Problem to solve: Copy each entry below exactly as it appears.

++++++++++

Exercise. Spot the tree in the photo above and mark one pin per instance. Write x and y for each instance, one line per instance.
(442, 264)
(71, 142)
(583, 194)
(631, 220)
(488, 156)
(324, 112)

++++++++++

The completed task:
Exercise. Spot the tree in the photo above and mark one pin per instance. Write x and y for each instance, one line per instance.
(442, 264)
(71, 142)
(583, 194)
(631, 220)
(488, 156)
(324, 112)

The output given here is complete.